» **What is required**
Print the range of lines that opens with the line containing "Please put a marker on the pocket" and closes with the last line of the listing. Include both ends; print nothing more.

» **The data**
>>>>>
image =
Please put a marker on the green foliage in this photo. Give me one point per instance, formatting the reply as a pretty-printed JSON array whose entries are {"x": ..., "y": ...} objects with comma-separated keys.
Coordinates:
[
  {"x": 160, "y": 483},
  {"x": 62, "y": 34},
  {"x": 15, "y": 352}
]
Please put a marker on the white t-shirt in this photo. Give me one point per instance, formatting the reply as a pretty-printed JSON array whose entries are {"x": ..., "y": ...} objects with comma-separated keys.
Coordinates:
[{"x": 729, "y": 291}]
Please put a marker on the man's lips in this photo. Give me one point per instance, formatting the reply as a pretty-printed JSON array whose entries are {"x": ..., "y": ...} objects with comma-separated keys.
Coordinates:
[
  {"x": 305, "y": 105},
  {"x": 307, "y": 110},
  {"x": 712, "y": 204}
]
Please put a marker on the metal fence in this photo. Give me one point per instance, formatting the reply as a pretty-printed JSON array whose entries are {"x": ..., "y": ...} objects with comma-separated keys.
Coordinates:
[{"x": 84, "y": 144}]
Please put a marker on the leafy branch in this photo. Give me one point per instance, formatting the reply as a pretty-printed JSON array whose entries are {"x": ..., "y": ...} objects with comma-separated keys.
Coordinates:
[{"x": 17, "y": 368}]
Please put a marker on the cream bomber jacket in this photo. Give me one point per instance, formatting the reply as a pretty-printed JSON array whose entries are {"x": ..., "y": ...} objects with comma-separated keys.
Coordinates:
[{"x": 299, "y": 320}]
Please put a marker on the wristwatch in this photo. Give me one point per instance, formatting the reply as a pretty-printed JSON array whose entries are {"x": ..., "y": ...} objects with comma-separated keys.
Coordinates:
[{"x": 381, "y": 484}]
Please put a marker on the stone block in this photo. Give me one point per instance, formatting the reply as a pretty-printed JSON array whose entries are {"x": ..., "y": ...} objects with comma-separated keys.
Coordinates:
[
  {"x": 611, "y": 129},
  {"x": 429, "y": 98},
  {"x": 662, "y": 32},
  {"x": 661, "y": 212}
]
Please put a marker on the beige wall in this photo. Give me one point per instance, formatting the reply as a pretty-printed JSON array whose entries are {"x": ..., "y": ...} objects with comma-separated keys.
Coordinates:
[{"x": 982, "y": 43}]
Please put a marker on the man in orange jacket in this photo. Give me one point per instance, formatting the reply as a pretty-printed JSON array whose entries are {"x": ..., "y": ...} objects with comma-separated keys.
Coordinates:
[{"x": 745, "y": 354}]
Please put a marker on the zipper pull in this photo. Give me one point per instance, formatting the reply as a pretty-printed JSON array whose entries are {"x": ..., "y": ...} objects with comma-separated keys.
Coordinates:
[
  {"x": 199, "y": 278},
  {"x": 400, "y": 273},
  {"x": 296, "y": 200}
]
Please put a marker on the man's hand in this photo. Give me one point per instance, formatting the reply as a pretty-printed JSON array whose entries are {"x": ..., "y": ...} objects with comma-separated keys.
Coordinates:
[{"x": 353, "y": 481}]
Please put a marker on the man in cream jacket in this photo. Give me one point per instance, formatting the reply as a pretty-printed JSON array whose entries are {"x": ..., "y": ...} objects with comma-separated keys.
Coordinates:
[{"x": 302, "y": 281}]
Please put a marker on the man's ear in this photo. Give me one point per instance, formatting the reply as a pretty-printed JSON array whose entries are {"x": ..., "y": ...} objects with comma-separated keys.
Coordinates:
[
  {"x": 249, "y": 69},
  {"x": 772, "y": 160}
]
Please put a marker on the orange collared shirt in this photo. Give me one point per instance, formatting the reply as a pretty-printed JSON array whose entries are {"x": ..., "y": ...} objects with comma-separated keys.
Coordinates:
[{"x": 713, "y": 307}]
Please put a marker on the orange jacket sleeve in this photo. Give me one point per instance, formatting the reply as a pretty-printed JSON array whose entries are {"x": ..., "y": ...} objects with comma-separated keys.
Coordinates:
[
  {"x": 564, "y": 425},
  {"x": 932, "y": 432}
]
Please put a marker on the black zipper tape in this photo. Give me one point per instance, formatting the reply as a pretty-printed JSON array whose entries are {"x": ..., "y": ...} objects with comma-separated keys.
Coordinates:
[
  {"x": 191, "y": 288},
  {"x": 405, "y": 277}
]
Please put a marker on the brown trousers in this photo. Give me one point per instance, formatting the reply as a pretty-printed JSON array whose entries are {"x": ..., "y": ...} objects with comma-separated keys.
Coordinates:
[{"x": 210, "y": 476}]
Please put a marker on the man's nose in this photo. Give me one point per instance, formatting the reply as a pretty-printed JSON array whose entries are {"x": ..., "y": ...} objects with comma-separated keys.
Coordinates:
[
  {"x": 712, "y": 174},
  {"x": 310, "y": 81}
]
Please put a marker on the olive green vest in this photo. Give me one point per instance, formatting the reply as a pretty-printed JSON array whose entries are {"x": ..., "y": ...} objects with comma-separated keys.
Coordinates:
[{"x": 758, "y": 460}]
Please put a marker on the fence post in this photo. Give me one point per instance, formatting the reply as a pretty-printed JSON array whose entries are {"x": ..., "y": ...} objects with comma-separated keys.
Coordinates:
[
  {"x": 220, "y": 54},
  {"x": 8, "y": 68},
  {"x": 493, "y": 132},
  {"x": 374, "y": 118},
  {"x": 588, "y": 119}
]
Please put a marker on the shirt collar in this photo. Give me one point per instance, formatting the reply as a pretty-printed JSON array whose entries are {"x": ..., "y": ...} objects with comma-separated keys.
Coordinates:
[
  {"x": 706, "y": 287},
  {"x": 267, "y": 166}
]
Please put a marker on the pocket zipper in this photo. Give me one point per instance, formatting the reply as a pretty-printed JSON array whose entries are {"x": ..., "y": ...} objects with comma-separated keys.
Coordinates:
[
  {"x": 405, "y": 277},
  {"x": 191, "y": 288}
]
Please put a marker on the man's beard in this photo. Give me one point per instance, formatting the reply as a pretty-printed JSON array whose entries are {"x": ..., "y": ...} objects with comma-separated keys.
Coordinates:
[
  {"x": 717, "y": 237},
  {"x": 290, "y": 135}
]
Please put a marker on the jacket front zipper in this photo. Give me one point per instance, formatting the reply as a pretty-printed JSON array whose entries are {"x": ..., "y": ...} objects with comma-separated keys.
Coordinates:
<<<<<
» **Complete answer**
Please put a marker on the pocket zipper in this photo. Give me one point per instance, formatting the reply as a pretty-printed JSON array whose entries are {"x": ..., "y": ...} objects with comma-separated keys.
Coordinates:
[
  {"x": 405, "y": 277},
  {"x": 191, "y": 288}
]
Please put a marker on the man's beard in this photo. Give me one point per instance, formatting the reply as a pretty-printed JSON array whose entries are {"x": ..., "y": ...} objects with comma-separated keys.
Coordinates:
[
  {"x": 717, "y": 237},
  {"x": 290, "y": 135}
]
Please put a marker on the jacket front zipper in this photo. Give me one point per instance, formatting the reply as a pretty-printed JSON array whose entries are {"x": ..., "y": ...} objects with comma-separated keys.
Coordinates:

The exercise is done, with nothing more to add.